= Action item =
Give every entry again, word for word.

^^^^^^^^

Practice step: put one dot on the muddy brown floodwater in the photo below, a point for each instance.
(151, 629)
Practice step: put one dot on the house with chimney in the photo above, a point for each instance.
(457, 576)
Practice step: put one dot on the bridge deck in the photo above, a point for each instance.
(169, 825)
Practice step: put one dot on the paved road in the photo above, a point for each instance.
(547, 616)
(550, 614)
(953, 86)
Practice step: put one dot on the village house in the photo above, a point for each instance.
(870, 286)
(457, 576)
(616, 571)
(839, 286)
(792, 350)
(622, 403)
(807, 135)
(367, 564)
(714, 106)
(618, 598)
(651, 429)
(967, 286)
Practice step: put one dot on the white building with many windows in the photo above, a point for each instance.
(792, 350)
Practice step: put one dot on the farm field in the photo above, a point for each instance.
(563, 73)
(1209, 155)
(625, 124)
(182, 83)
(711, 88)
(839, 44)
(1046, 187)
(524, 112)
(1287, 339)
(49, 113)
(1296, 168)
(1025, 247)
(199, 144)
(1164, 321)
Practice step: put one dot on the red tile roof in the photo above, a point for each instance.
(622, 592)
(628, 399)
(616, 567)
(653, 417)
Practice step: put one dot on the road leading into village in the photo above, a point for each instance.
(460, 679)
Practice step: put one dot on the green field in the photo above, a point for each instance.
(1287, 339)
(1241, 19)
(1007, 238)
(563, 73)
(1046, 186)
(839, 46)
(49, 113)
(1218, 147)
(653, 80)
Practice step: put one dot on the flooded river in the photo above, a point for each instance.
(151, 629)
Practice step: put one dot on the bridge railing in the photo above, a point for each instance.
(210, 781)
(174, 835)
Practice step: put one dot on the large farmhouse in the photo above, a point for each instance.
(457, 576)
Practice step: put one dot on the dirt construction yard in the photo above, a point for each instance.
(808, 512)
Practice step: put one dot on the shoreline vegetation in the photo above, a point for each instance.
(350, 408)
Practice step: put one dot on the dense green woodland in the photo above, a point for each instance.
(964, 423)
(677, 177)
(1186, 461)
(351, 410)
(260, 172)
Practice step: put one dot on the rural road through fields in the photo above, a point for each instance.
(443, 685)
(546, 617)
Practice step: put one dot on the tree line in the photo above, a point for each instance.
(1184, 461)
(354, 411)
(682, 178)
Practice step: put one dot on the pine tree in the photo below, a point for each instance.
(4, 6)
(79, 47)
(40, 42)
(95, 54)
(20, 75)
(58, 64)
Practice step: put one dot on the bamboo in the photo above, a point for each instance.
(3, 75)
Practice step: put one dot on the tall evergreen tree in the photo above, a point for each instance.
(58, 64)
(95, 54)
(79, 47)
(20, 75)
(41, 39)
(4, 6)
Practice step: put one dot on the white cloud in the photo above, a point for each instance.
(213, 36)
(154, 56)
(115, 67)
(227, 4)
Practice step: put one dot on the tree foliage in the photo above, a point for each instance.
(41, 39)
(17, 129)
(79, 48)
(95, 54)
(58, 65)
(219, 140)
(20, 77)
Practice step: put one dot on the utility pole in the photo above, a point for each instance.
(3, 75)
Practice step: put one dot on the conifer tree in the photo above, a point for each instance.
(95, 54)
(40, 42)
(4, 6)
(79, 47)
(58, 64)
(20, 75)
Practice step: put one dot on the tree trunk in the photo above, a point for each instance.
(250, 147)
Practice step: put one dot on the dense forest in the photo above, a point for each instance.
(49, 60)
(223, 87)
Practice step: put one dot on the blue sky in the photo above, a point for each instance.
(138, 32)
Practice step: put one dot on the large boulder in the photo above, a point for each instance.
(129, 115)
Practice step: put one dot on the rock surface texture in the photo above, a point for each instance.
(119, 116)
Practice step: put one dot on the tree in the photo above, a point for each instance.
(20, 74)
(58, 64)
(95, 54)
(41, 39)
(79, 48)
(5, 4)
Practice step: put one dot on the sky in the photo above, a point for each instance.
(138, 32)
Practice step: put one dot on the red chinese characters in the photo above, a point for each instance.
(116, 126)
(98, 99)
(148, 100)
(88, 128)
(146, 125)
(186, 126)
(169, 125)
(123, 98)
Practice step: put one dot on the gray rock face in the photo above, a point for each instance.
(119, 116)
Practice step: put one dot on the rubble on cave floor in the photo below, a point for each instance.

^^^^^^^^

= Response to the exercise =
Practice step: put one dot on the muddy brown floodwater in the photo below, a point for each instance.
(151, 629)
Practice step: put one dot on the house with chimney in the photo above, a point for each instance.
(457, 576)
Practice step: put one dot on the bridge deck in the photo above, a point for each instance.
(169, 825)
Practice step: put one dot on the paved road in the photo above, a point for each instance.
(547, 616)
(550, 614)
(953, 86)
Practice step: put one dot on the village house in the photo above, a point for each instance.
(870, 286)
(457, 576)
(616, 571)
(839, 286)
(792, 350)
(622, 403)
(807, 135)
(367, 564)
(714, 106)
(618, 598)
(651, 429)
(967, 286)
Practice step: put one dot on the white building with many windows in the photo above, a point for each instance.
(792, 350)
Practice step: put one dot on the farm field in the photo above, a point for each instance.
(563, 73)
(1209, 155)
(625, 124)
(182, 83)
(711, 88)
(839, 44)
(1046, 187)
(524, 112)
(1287, 339)
(49, 113)
(1296, 168)
(1025, 247)
(199, 144)
(1164, 321)
Practice step: put one dot on the red tile roof in the photo above, a point for each instance.
(622, 592)
(628, 399)
(616, 567)
(653, 417)
Practice step: put one dot on the road leading into village in the photo above, a point for each instance.
(460, 679)
Practice step: put one dot on the green field in the photo above, a point for each instance.
(1287, 339)
(1241, 19)
(1007, 238)
(563, 73)
(1046, 186)
(839, 46)
(49, 113)
(1218, 147)
(653, 80)
Practice step: put one dot on the flooded river in the photo above, a point for each instance.
(151, 629)
Practice step: put one dot on the bridge railing in the photo above, a point for each instance.
(210, 781)
(174, 835)
Practice step: put one dot on the large farmhouse in the photo above, a point for each instance.
(457, 576)
Practice step: put one dot on the dirt construction yard in the photo above, a point for each instance.
(808, 512)
Practice step: put one dot on the shoreline vegetation in the photo above, a point for each instance.
(350, 408)
Practice step: put one dot on the dense green woodland in the photo above, a point for each instance.
(964, 423)
(677, 177)
(1186, 461)
(351, 410)
(260, 172)
Practice step: put one dot on the rural road through fields in the photo above, a point for each instance.
(443, 685)
(546, 617)
Practice step: put one dot on the tree line in the photo above, a point for each instance.
(1184, 461)
(354, 411)
(682, 178)
Practice step: put one dot on the pine tree in the photo below, a point for each instance.
(4, 6)
(79, 47)
(40, 42)
(95, 54)
(20, 75)
(58, 64)
Practice step: put one dot on the bamboo in the photo above, a point for each instance.
(3, 75)
Practice step: put one dot on the tall evergreen tree in the photo above, a point for each instance.
(58, 64)
(95, 54)
(79, 47)
(20, 75)
(41, 39)
(4, 6)
Practice step: put one dot on the white cloud in the photo above, a point for each instance.
(213, 36)
(154, 56)
(115, 67)
(227, 4)
Practice step: put one dot on the tree foliage in the photo above, a point for each instance.
(41, 39)
(17, 129)
(79, 48)
(95, 54)
(58, 65)
(219, 140)
(20, 77)
Practice step: put one dot on the utility pole in the photo above, a point for each instance.
(3, 75)
Practice step: put one dot on the conifer tree in the photo above, a point for each instance.
(95, 54)
(40, 42)
(4, 6)
(79, 47)
(58, 64)
(20, 75)
Practice step: put one dot on the tree trunk in the photo above, a point for each instance.
(250, 147)
Practice step: put one dot on the dense forest in the photo above, a point for each instance.
(49, 60)
(223, 87)
Practice step: put one dot on the blue sky in the photo above, a point for each instance.
(138, 32)
Practice step: put one dot on the large boulder in the photo above, a point for each instance.
(129, 115)
Practice step: put one dot on the rock surface texture in the photo above, a point for each instance.
(119, 116)
Practice step: put one dot on the tree in the photo above, a point for each instance.
(20, 74)
(58, 64)
(95, 54)
(41, 39)
(79, 48)
(5, 4)
Practice step: put one dot on the sky in the photo above, a point for each instance.
(138, 32)
Practice step: put one dot on the red chinese characters in the photo above, a point for each instance.
(116, 126)
(98, 99)
(148, 100)
(88, 128)
(146, 125)
(186, 126)
(169, 125)
(123, 98)
Practice step: put one dot on the gray rock face in the photo above, a point for each instance.
(119, 116)
Practice step: put one dot on the rubble on cave floor in the photo below, a point for each instance.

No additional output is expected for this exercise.